>> START INFORMATION PROVIDED

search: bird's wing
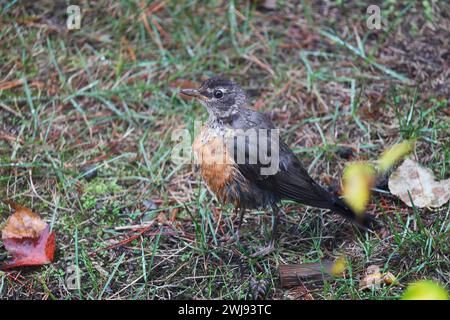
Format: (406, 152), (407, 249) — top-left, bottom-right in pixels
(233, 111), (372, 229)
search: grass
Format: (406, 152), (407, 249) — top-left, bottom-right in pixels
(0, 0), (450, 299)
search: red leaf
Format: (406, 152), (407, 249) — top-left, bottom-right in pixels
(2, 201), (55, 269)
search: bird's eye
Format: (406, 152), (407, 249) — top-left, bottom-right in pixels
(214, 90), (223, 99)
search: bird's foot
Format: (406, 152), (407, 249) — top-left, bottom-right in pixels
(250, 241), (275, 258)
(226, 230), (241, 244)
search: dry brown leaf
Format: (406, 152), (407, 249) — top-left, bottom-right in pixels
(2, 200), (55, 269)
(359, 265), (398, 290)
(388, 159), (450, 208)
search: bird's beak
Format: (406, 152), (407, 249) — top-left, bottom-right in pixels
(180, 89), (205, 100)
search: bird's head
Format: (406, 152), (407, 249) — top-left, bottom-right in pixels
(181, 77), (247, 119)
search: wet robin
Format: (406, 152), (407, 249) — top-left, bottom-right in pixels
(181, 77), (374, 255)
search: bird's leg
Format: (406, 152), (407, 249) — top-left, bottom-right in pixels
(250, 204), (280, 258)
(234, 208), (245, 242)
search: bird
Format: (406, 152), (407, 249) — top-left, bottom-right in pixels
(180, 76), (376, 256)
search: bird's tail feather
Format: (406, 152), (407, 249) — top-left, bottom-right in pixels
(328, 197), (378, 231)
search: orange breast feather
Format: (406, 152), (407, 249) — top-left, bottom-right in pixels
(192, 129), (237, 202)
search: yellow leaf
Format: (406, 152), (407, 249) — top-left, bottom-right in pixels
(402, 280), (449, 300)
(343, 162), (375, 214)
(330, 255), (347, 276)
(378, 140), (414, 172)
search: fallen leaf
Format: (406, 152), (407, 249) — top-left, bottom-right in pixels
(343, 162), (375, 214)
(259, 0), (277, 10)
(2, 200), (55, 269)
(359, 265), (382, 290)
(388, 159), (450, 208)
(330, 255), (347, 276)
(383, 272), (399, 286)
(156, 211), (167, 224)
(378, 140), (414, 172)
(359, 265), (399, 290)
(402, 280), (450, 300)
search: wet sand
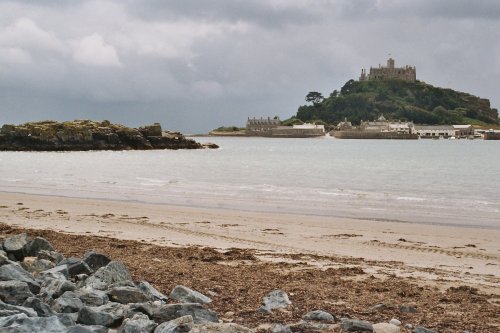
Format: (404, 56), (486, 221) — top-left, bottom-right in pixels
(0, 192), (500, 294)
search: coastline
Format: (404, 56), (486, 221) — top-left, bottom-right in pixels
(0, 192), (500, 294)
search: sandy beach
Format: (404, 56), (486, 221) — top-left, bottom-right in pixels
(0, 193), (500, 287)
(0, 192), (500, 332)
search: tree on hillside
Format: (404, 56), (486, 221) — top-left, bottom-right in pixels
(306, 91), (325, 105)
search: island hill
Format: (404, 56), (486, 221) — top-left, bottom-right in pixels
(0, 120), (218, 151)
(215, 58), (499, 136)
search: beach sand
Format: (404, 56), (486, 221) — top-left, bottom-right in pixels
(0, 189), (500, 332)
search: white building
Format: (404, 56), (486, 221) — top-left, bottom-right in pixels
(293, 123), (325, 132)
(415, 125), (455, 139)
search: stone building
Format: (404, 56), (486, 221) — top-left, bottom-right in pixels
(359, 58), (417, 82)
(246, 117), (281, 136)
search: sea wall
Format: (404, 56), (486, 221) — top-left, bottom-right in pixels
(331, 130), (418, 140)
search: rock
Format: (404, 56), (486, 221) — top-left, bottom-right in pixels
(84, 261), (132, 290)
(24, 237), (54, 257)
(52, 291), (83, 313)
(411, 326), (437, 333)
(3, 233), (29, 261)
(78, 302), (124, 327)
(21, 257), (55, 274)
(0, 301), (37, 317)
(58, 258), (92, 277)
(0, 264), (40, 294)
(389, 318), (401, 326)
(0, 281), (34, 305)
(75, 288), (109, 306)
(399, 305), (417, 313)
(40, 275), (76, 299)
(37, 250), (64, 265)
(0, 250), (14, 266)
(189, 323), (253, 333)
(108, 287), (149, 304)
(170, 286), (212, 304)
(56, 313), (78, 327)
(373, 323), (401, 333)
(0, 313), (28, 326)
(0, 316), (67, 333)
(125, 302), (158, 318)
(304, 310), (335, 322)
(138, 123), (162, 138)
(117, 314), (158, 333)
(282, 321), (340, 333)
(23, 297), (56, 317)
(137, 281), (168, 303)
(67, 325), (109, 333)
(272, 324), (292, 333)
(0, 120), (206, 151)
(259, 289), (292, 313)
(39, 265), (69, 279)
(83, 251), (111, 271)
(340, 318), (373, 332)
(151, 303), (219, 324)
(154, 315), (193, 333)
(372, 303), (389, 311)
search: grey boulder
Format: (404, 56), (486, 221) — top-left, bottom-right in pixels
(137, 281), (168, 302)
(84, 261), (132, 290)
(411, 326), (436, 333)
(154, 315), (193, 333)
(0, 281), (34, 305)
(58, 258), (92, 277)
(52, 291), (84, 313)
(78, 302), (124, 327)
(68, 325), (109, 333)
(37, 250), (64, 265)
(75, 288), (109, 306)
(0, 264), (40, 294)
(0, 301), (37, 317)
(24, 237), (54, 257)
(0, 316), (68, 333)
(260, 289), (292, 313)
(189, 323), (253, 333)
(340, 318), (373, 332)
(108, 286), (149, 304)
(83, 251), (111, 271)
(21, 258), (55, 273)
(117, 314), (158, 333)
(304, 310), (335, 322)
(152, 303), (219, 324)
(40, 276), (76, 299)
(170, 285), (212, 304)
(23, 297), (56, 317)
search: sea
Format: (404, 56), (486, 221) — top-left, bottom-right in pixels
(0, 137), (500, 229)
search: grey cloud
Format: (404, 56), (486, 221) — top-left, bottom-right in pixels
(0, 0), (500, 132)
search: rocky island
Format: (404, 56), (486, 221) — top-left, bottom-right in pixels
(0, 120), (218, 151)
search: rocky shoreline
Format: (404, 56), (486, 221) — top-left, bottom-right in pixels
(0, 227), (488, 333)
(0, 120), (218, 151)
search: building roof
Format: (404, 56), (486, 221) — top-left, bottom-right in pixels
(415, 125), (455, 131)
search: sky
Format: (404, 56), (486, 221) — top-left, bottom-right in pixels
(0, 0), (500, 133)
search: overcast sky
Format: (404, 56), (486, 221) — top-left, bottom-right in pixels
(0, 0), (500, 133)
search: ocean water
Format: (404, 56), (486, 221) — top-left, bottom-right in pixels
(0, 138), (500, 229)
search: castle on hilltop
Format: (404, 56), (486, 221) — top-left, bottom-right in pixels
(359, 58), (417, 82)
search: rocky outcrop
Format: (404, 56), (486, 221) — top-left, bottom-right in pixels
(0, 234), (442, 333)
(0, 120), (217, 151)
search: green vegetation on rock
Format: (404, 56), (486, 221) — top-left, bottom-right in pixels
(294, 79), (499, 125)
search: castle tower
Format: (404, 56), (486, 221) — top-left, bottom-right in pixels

>> END INFORMATION PROVIDED

» DIRECTIONS: Rewrite all of the records above, replacing "search" with "locate" wherever it occurs and leaving everything else unchanged. Omit the pictures from the rewritten version.

» EXERCISE OUTPUT:
locate: bird's wing
Format: (406, 152), (407, 249) — top-left, bottom-right in pixels
(233, 111), (372, 229)
locate: grass
Format: (406, 152), (407, 249) — top-left, bottom-right in pixels
(0, 0), (450, 299)
locate: red leaf
Format: (406, 152), (407, 249) — top-left, bottom-right in pixels
(2, 201), (55, 269)
locate: bird's eye
Format: (406, 152), (407, 249) — top-left, bottom-right in pixels
(214, 90), (223, 99)
locate: bird's foot
Format: (406, 152), (407, 249) — top-left, bottom-right in pixels
(250, 241), (275, 258)
(226, 230), (241, 244)
locate: dry brown leaf
Format: (406, 152), (407, 249) — top-left, bottom-right in pixels
(2, 200), (55, 269)
(359, 265), (398, 290)
(388, 159), (450, 208)
locate: bird's beak
Format: (406, 152), (407, 249) — top-left, bottom-right in pixels
(180, 89), (205, 100)
locate: bird's head
Format: (406, 152), (407, 249) — top-left, bottom-right in pixels
(181, 77), (247, 119)
locate: wet robin
Format: (406, 152), (407, 249) — top-left, bottom-right in pixels
(181, 77), (374, 255)
locate: bird's leg
Format: (406, 152), (407, 249) — top-left, bottom-right in pixels
(250, 204), (280, 258)
(234, 208), (245, 242)
locate: bird
Format: (406, 152), (407, 249) — top-left, bottom-right in pixels
(180, 76), (376, 256)
locate: bird's tail feather
Format: (406, 152), (407, 249) — top-left, bottom-right in pixels
(328, 197), (378, 231)
locate: orange breast feather
Format: (406, 152), (407, 249) — top-left, bottom-right in pixels
(192, 129), (237, 202)
locate: yellow leaf
Format: (406, 152), (407, 249) — top-left, bottom-right in pixels
(402, 280), (449, 300)
(343, 162), (375, 214)
(330, 255), (347, 276)
(378, 140), (414, 172)
locate: fallen leaf
Format: (406, 152), (407, 249) — top-left, bottom-right in pixels
(343, 162), (375, 214)
(259, 0), (277, 10)
(2, 200), (55, 269)
(359, 265), (382, 290)
(388, 159), (450, 208)
(330, 255), (347, 276)
(383, 272), (399, 286)
(156, 211), (167, 224)
(378, 140), (414, 172)
(359, 265), (399, 290)
(402, 280), (450, 300)
locate: wet sand
Format: (404, 56), (486, 221) — top-left, bottom-right in pixels
(0, 192), (500, 294)
locate: coastline
Format: (404, 56), (486, 221) — top-left, bottom-right in pixels
(0, 192), (500, 294)
locate: sandy beach
Format: (404, 56), (486, 221) — top-left, bottom-right in pixels
(0, 193), (500, 287)
(0, 192), (500, 332)
locate: tree on hillside
Format: (404, 56), (486, 221) — top-left, bottom-right in pixels
(306, 91), (325, 105)
locate: island hill
Format: (404, 56), (486, 221) — top-left, bottom-right in pixels
(0, 120), (218, 151)
(215, 58), (499, 136)
locate: beach sand
Format: (404, 56), (486, 221) — top-left, bottom-right in pixels
(0, 189), (500, 332)
locate: white building
Format: (404, 56), (486, 221) — top-left, bottom-right in pixels
(293, 123), (325, 132)
(415, 125), (455, 139)
locate: stone building
Format: (404, 56), (486, 221) — top-left, bottom-right in pixels
(359, 58), (417, 82)
(246, 117), (281, 136)
locate: sea wall
Format: (404, 56), (486, 221) — top-left, bottom-right in pixels
(331, 130), (418, 140)
locate: rock
Format: (404, 56), (486, 221) — top-left, bottom-right in pixels
(84, 261), (132, 290)
(24, 237), (54, 257)
(52, 291), (83, 313)
(411, 326), (437, 333)
(3, 233), (29, 261)
(78, 302), (124, 327)
(21, 257), (55, 274)
(0, 301), (37, 317)
(58, 258), (92, 277)
(0, 264), (40, 294)
(389, 318), (401, 326)
(0, 281), (34, 305)
(75, 288), (109, 306)
(399, 305), (417, 313)
(40, 275), (76, 299)
(37, 250), (64, 265)
(0, 250), (14, 266)
(189, 323), (253, 333)
(108, 287), (149, 304)
(170, 286), (212, 304)
(56, 313), (78, 327)
(373, 323), (401, 333)
(0, 313), (28, 326)
(0, 316), (67, 333)
(125, 302), (158, 318)
(304, 310), (335, 322)
(138, 123), (162, 138)
(117, 314), (158, 333)
(282, 321), (340, 333)
(23, 297), (56, 317)
(137, 281), (168, 303)
(67, 325), (109, 333)
(272, 324), (292, 333)
(0, 120), (206, 151)
(259, 289), (292, 313)
(39, 265), (69, 279)
(83, 251), (111, 271)
(340, 318), (373, 332)
(151, 303), (219, 324)
(154, 315), (193, 333)
(372, 303), (389, 311)
locate: grey boulder
Format: (404, 56), (486, 221) — top-left, bottom-right in pixels
(137, 281), (168, 302)
(84, 261), (132, 290)
(411, 326), (436, 333)
(154, 315), (193, 333)
(0, 281), (34, 305)
(58, 258), (92, 277)
(52, 291), (84, 313)
(78, 302), (124, 327)
(68, 325), (109, 333)
(37, 250), (64, 265)
(75, 288), (109, 306)
(0, 264), (40, 294)
(0, 301), (37, 317)
(24, 237), (54, 257)
(0, 316), (68, 333)
(260, 289), (292, 313)
(189, 323), (253, 333)
(340, 318), (373, 332)
(108, 286), (149, 304)
(83, 251), (111, 271)
(21, 258), (55, 273)
(117, 314), (158, 333)
(304, 310), (335, 322)
(152, 303), (219, 324)
(40, 276), (76, 299)
(170, 285), (212, 304)
(23, 297), (56, 317)
locate: sea
Format: (404, 56), (486, 221) — top-left, bottom-right in pixels
(0, 137), (500, 229)
locate: grey cloud
Format: (404, 56), (486, 221) — top-left, bottom-right in pixels
(0, 0), (500, 132)
locate: rocky island
Format: (404, 56), (486, 221) — top-left, bottom-right in pixels
(0, 120), (218, 151)
locate: rocky shoreline
Format: (404, 56), (486, 221) — top-left, bottom-right in pixels
(0, 227), (488, 333)
(0, 120), (218, 151)
locate: building roof
Format: (404, 56), (486, 221) — top-left, bottom-right in pixels
(415, 125), (455, 131)
locate: sky
Format: (404, 56), (486, 221) — top-left, bottom-right in pixels
(0, 0), (500, 133)
locate: overcast sky
Format: (404, 56), (486, 221) — top-left, bottom-right in pixels
(0, 0), (500, 133)
locate: ocean water
Format: (404, 56), (486, 221) — top-left, bottom-right in pixels
(0, 138), (500, 229)
locate: castle on hilltop
Format: (404, 56), (486, 221) — top-left, bottom-right in pixels
(359, 58), (417, 82)
locate: rocky outcrop
Format: (404, 56), (486, 221) — top-left, bottom-right in pixels
(0, 234), (442, 333)
(0, 120), (217, 151)
locate: green vegetation on rock
Format: (404, 56), (486, 221) — top-left, bottom-right in pixels
(294, 79), (499, 125)
locate: castle tower
Format: (404, 56), (486, 221) — top-left, bottom-right in pixels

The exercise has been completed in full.